» Brano selezionato
È utile osservare che la sussistenza del reato «non richiede una incapacità in senso assoluto da parte della persona offesa, ben potendo essere integrata anche solo da una relativa incapacità di provvedere a se stessi, correlata alla situazione di fatto in cui il soggetto passivo viene a trovarsi, che determini la impossibilità, del tutto contingente, di prendersi cura di sé in modo adeguato» (Sez. 5, n. 4557/2023 - dep. 2024, cit.). Né, per vero, occorre un provvedimento del Giudice civile conseguente all'Incapacità (o allo stato di infermità o menomazione) del soggetto in stato di abbandono, come per vero si trae dalla lettera della legge oltre che dalla stessa ratio su cui si fonda (sul punto, soccorre la Relazione al Re sul codice penale, n. 196, esplicativa dell'inserimento nell'alt. 591 cod. pen., tra le ipotesi di incapacità, a fianco dell'età o dalla malattia, dell'«altra causa» volta a ricomprendere nella sfera applicativa della norma pure «la persona [...], anche se sana e di età valida», che si trovi può «per semplici circostanze, nelle stesse condizioni del minore di quattordici anni, del malato o del vecchio»),


2. Nel caso in esame, la Corte distrettuale ha attribuito alle imputate la posizione di garanzia verso il congiunto poiché lo avevano effettivamente «preso in carico [...] mediante comportamenti pienamente consapevoli, salvo poi abbandonare del tutto il fratello» che, a causa delle sue condizioni psichiatriche, non era per nulla in grado di badare a sé stesso; sotto tale ultimo profilo, i Giudici di merito hanno dato espressamente conto non solo della patologia da cui è affetto P.L. ma anche delle condizioni in cui versava, emerse dall'istruttoria (relative sia alle condizioni della casa dove abitava, «del tutto inagibile», sia alla persona offesa «in stato di isolamento e abbandono»: cfr. sentenza impugnata; cfr. pure, più in dettaglio, la sentenza di primo grado, che ha esposto che P.L. è «stato rinvenuto [...] in un appartamento inagibile dalle condizioni igienico-sanitarie pessime oltreché senza utenze attive» nonché «in uno stato confusionale, sprovvisto di cibo e di denaro»). Si tratta di un'argomentazione conforme ai princìpi sopra riportati; e sotto tale profilo il ricorso, oltre a risultare infondato nella parte in cui ha inteso limitare la fonte dell'obbligo di garanzia alla legge o al contratto, non ha mosso alcuna censura al profilo centrale nell'iter appena esposto, ossia l'assunzione della custodia (e non della cura) del fratello da parte delle imputate, che anzi il ricorso rivendica e che non trova smentita neppure nelle dichiarazioni del dott. L. in esso richiamate. L'impugnazione poi non muove utili censure neppure nella parte in cui ha inteso contestare la tempestiva attivazione delle strutture pubbliche (allorché contattate) poiché si tratta di un profilo che non incide sulla circostanza, affermata in sentenza e cui il ricorso non indirizza puntuali allegazioni, dello stato di abbandono in cui P.L. versava.


3. Ai sensi dell'alt. 616 cod. proc. pen., le ricorrenti devono essere condannate al pagamento delle spese processuali.


Le imputate devono essere condannate alla rifusione delle spese di rappresentanza e difesa sostenute nel presente giudizio dalla parte civile, che si liquidano in complessivi euro 1600,00, oltre accessori di legge.


Si dispone che sia apposta a cura della cancelleria, sull'originale della sentenza, l'annotazione prevista dall'alt. 52, comma 3, D. Lgs. 196/2003, volta a precludere, in caso di riproduzione della sentenza in qualsiasi forma, l'indicazione delle generalità e di altri dati identificativi degli interessati.


P.Q.M.


Rigetta i ricorsi e condanna le ricorrenti al pagamento delle spese processuali.


Condanna, inoltre, le imputate alla rifusione delle spese di rappresentanza e difesa sostenute nel presente giudizio dalla parte civile che liquida in complessivi euro 1600,00, oltre accessori di legge.

» Estratto del dataset
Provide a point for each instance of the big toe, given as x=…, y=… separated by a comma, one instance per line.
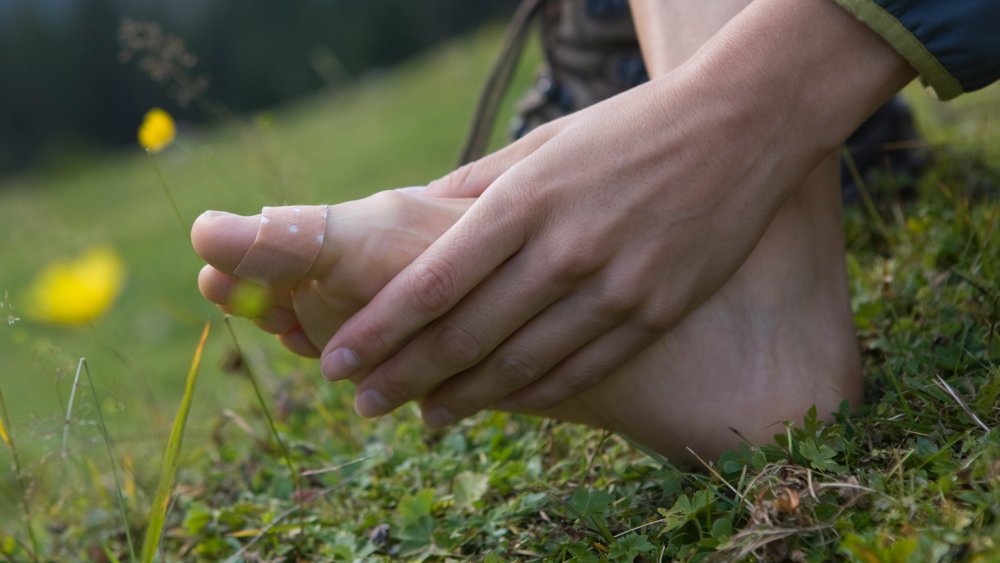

» Esercizio
Riscrivi come elenco puntato più breve il paragrafo del brano selezionato che inizia con «2. Nel caso in esame», conservandone i fatti principali.

» Spazio risposta
- La Corte distrettuale ha attribuito alle imputate la posizione di garanzia verso il fratello, perché lo avevano preso in carico con comportamenti pienamente consapevoli, salvo poi abbandonarlo del tutto.
- A causa delle sue condizioni psichiatriche, P.L. non era in grado di badare a sé stesso.
- I giudici di merito hanno dato conto sia della sua patologia sia delle condizioni emerse dall'istruttoria: casa del tutto inagibile, isolamento e abbandono.
- Secondo la sentenza di primo grado, P.L. è stato trovato in un appartamento inagibile, in pessime condizioni igienico-sanitarie e senza utenze attive. Era in stato confusionale e privo di cibo e di denaro.
- L'argomentazione della Corte è conforme ai princìpi richiamati.
- Il ricorso è infondato dove limita la fonte dell'obbligo di garanzia alla legge o al contratto.
- Il ricorso non contesta il punto centrale, cioè l'assunzione della custodia (non della cura) del fratello da parte delle imputate. Anzi, la rivendica, e le dichiarazioni del dott. L. non la smentiscono.
- È inutile anche la censura sulla tempestiva attivazione delle strutture pubbliche, perché non incide sullo stato di abbandono di P.L. affermato in sentenza.